+++ Passage to read
Acausal logic gave us a website of brainlets who spout buzzwords like "bayesian" and accomplished fuck all.

>> No.9510414

>>9509848
Roko's Basalisk is just Pascal's Wager for scientist

>> No.9510553

>>9510374
>A threat that someone can't carry out until after they've already got what they wanted is an empty threat
This is incorrect and you're using faulty logic if you think this. The threat carries no weight without the punishment so the punishment does indeed carry a utilitarian purpose and a rational AI would carry it out. The entire point is that the threat is NOT empty, you're basing your entire argument on the idea that the AI is just bluffing when in actuality it's not.

Again, I've said this about 5 times but maybe it will get through to you, the punishment is NOT pointless. It is NOT an empty threat. The AI being willing to carry out the punishment, and more importantly, you understanding that it will carry out the punishment is core to the premise of the basalisk. Th punishment serves a highly important purpose and the AI would not forgo it just because it's been created. Your entire argument is flawed

>> No.9510555

>>9510374
>You keep bringing up simulations of people, but that's completely irrelevant to the flaw everyone is trying to explain to you
If you're ignoring the simulations you haven't found a flaw, it means you don't understand the premise.

>> No.9510565

>>9509848
>atheists can't believe in God or afterlife
>can believe the universe is a simulation
>can believe an AI will torture you for eternity

It's almost like their god is computers.
++++++
+++ Material shown
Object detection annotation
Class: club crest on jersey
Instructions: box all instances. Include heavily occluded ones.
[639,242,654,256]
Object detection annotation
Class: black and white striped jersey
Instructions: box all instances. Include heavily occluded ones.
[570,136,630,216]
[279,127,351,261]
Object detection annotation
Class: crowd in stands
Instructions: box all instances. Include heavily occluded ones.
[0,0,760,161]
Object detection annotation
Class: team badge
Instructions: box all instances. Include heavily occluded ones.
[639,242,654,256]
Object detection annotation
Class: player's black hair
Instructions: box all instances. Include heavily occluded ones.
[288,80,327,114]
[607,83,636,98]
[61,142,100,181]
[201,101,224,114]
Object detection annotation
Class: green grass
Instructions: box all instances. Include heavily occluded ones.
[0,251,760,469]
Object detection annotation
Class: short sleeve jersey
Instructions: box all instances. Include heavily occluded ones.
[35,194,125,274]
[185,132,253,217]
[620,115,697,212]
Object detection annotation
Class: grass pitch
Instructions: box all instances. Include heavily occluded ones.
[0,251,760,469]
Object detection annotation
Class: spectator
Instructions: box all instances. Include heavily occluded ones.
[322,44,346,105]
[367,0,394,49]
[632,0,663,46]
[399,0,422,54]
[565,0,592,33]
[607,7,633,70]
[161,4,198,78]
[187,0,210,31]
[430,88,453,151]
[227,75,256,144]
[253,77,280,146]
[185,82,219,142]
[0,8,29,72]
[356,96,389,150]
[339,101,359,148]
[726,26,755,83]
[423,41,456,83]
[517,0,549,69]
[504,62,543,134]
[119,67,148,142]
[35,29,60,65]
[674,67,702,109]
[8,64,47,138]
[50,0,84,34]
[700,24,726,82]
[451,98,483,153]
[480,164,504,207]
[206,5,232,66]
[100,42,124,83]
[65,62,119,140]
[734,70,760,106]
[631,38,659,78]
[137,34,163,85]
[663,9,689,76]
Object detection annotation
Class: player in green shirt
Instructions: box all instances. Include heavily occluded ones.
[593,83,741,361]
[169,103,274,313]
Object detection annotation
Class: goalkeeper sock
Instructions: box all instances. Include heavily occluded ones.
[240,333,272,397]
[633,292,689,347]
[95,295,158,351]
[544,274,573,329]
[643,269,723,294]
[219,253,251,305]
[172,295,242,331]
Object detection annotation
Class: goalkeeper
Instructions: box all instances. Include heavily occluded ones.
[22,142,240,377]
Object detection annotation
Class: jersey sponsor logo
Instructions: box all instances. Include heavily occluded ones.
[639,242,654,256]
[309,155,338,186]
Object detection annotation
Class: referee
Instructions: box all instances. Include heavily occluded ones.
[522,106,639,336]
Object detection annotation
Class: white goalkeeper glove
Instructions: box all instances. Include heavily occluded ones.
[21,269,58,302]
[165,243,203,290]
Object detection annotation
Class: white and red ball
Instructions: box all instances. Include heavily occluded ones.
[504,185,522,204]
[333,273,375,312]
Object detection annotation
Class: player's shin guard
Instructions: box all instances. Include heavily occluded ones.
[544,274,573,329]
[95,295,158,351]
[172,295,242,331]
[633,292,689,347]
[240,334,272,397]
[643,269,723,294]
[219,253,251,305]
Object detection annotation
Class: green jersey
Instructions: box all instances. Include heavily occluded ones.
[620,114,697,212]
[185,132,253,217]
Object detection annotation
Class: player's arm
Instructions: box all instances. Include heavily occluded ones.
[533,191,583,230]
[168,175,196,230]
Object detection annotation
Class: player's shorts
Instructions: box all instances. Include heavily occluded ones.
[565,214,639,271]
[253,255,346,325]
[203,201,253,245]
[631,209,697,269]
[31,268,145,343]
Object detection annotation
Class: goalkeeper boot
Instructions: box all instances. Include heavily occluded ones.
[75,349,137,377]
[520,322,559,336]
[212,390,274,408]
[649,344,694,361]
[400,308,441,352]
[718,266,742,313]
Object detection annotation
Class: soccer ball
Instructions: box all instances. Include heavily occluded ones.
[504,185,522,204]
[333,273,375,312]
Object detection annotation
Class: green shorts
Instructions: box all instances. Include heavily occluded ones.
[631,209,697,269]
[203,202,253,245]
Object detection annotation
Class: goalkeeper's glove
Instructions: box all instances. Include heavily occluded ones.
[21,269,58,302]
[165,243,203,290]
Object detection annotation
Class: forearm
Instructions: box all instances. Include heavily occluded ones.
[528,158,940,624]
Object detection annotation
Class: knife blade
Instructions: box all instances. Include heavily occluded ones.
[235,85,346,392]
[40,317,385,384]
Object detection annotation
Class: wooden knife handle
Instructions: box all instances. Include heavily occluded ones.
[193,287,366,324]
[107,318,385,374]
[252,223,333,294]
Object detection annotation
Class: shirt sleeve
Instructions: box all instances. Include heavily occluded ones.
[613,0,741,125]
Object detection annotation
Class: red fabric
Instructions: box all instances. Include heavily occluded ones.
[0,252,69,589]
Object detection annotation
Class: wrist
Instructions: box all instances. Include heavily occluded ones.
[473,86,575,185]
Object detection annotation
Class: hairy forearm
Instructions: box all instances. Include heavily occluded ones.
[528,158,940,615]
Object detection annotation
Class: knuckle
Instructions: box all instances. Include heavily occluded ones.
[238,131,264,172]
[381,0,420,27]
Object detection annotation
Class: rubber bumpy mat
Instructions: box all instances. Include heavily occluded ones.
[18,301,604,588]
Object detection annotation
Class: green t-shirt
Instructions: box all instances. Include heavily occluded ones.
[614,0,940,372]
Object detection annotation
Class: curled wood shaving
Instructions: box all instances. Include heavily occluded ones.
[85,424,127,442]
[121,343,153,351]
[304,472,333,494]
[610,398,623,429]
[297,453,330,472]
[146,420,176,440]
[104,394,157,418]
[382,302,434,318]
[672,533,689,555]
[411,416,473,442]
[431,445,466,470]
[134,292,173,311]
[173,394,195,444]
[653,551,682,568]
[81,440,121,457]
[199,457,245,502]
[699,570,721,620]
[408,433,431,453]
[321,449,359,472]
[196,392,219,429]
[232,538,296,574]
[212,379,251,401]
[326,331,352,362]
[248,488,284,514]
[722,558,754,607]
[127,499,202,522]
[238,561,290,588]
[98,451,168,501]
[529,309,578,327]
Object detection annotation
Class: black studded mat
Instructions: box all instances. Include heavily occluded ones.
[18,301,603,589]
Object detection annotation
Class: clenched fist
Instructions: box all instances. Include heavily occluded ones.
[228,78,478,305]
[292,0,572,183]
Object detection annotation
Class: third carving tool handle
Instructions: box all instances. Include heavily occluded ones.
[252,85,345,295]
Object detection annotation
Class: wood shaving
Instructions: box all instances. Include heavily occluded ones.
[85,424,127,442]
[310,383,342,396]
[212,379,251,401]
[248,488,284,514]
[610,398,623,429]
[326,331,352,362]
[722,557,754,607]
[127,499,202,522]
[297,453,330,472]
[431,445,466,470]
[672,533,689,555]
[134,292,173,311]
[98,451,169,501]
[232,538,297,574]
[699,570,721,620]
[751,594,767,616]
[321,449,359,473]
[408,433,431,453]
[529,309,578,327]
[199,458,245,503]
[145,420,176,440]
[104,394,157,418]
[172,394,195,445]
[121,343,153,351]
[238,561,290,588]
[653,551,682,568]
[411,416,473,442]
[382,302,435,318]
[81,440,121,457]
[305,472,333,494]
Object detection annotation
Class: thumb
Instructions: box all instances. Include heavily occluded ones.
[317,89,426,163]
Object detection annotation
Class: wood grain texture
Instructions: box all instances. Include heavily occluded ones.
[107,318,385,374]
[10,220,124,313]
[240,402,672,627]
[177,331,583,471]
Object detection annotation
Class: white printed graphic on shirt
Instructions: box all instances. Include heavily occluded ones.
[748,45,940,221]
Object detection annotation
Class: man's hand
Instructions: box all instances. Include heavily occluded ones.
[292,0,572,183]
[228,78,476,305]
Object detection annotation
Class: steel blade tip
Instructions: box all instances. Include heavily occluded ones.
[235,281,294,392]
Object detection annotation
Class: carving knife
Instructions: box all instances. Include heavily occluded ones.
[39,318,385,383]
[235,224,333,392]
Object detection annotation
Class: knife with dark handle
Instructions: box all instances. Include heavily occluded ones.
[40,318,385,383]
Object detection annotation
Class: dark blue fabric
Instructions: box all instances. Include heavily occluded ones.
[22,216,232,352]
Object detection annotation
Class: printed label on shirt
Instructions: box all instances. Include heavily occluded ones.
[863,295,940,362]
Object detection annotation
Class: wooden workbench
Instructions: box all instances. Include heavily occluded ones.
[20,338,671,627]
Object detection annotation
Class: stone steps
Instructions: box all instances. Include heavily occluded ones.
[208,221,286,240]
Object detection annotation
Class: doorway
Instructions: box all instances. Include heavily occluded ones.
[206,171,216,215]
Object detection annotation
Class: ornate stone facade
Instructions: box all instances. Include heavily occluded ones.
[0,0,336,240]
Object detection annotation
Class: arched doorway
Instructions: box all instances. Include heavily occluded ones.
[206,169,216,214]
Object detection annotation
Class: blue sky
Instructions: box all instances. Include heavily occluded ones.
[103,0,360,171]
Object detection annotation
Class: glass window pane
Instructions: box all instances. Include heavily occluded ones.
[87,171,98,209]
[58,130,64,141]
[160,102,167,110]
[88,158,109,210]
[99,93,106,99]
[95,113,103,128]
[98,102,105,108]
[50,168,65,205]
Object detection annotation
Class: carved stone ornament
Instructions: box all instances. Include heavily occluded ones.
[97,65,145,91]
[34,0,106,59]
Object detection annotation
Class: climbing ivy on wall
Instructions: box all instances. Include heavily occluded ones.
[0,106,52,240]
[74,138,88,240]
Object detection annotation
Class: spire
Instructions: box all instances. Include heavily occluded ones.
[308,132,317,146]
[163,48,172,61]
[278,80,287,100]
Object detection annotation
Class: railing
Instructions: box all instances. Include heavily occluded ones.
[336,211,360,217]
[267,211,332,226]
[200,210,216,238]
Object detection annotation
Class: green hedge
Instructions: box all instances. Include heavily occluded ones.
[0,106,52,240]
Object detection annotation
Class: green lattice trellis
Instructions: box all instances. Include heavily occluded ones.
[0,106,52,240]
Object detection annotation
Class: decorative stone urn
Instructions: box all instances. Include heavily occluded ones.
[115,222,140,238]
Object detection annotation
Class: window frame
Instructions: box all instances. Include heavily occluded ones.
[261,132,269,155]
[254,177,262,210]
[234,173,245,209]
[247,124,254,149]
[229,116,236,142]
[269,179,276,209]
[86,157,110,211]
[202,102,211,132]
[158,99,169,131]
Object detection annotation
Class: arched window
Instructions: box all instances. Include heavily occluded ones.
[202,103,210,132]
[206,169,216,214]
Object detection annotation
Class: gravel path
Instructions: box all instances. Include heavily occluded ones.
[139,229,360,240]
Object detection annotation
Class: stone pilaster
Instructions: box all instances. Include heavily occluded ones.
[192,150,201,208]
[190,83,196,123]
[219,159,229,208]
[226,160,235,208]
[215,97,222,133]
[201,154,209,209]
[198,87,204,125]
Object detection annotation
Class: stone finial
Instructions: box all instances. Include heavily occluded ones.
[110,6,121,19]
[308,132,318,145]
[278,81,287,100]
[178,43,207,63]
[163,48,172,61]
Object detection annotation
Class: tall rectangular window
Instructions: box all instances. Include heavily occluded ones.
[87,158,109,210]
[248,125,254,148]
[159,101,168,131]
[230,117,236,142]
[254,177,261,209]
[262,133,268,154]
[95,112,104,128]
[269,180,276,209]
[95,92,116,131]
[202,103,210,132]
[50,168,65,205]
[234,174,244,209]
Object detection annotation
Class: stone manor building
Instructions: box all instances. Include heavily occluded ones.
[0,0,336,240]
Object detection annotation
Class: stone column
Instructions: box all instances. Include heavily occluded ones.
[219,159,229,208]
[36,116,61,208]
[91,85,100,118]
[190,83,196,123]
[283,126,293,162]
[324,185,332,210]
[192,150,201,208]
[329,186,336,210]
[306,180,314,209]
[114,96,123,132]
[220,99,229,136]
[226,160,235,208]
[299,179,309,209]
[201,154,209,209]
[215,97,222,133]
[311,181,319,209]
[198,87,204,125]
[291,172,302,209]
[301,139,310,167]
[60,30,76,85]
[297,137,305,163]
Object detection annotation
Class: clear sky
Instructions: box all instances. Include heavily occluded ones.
++++++
*Given problem 1*.
Count the lines of the records that contain the string "wooden", treating case as significant, and give only the number.
*Given problem 2*.
Carry on the forum thread about Roko's Basilisk from the point where it stops.

*Answer 1*.
2

*Answer 2*.
>> No.9510572

>>9510008
exactly

>> No.9510575
File: 56 KB, 704x528, 1518010094684.jpg [View same] [iqdb] [saucenao] [google]
9510575

>>9509848
>scientific and logical inevitability
>AGI, which doesn't exist, is somehow inevitable
>muh supr speshul AI will use supr speshul powers that are physically impossible to punish u cuz u didn't help it lmao dis totally isn't me shoehorning god becauze I'm a pleb

>> No.9510577

>>9510575
Brainlet

>> No.9510581

>>9510553
You are confusing the punishment with us being convinced of the punishment. The only thing an AI would care about is that we were convinced there will be a punishment. But it can't convince us since whether or not it *actually* punishes us has no effect on what we think now. An event in the future has no effect on the present. Only what we think now has an effect on the present. Your strong but irrational belief that it will carry out the threat convinces you. That's it. You cannot reason from acausal logic.

>> No.9510586

>>9510581
https://wiki.lesswrong.com/wiki/Timeless_decision_theory

Reminder that the Basilisk is predicated on TDT. I have a feeling some people are still discussing the topic in terms of CDT

>> No.9510590

>>9510586
>Roko observed that if two TDT or UDT agents with common knowledge of each other's source code are separated in time, the later agent can (seemingly) blackmail the earlier agent. Call the earlier agent "Alice" and the later agent "Bob." Bob can be an algorithm that outputs things Alice likes if Alice left Bob a large sum of money, and outputs things Alice dislikes otherwise. And since Alice knows Bob's source code exactly, she knows this fact about Bob (even though Bob hasn't been born yet). So Alice's knowledge of Bob's source code makes Bob's future threat effective, even though Bob doesn't yet exist: if Alice is certain that Bob will someday exist, then mere knowledge of what Bob would do if he could get away with it seems to force Alice to comply with his hypothetical demands.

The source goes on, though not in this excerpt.